*What you should do*:
Each entry should be transcribed exactly as written, and any picture left out.
== Segment start ==
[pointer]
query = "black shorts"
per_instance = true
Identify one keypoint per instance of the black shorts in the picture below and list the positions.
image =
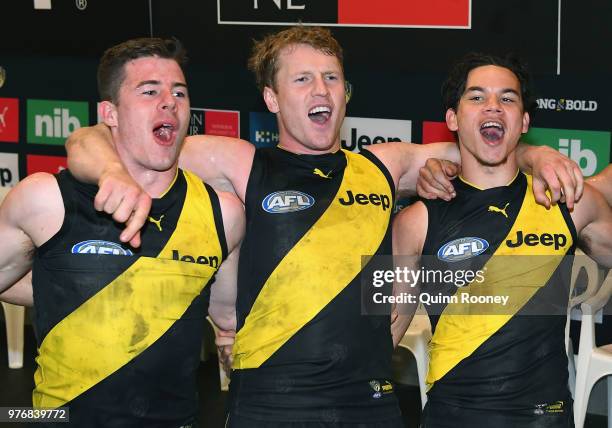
(436, 415)
(235, 421)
== Segment end ==
*Task answer*:
[pointer]
query = "black shorts"
per_instance = true
Identify one keypoint per instance of the black shorts in the picture below and list the positions.
image =
(436, 415)
(235, 421)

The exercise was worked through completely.